OBJECTIVE: Determine how many lines of the listing below contain the string "rock", matching uppercase and lowercase letters exactly. Give only that number.

STORED RECORDS:
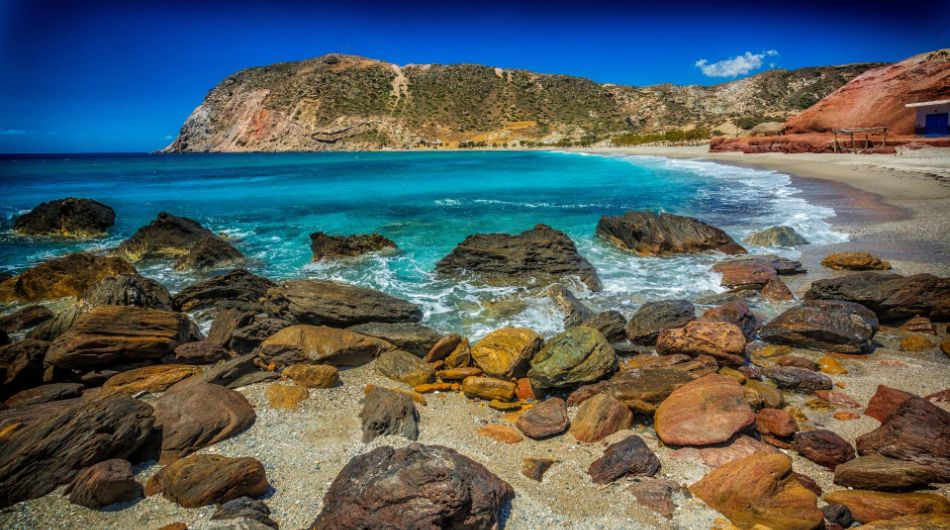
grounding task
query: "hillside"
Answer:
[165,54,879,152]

--

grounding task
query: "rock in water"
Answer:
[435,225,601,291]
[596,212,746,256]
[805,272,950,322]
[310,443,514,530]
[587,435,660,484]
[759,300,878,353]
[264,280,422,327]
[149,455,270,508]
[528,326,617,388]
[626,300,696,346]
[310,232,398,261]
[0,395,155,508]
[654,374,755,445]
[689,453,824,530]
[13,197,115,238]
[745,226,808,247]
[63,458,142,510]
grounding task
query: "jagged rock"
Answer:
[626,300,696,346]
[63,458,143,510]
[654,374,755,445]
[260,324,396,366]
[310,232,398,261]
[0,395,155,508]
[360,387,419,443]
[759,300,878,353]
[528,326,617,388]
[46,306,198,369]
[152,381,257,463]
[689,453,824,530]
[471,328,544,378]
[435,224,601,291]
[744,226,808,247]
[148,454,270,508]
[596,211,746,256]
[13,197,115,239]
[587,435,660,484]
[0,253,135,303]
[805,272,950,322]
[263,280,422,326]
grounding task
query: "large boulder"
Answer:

COMPLETE RESPONSE: 2